Exercise objective: Render the lines of all the entries below as a JSON list of strings, one string per line, omitting blank lines. Exclude the pictures from the answer.

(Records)
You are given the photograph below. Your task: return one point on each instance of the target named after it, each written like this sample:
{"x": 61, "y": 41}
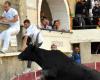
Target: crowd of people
{"x": 46, "y": 24}
{"x": 86, "y": 13}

Final result:
[
  "You are given the photograph below. Your task: return one point on each instance of the target named after it, each written like this sample:",
  "{\"x\": 61, \"y\": 41}",
  "Target: crowd of people",
  "{\"x\": 46, \"y\": 24}",
  "{\"x\": 86, \"y\": 13}"
]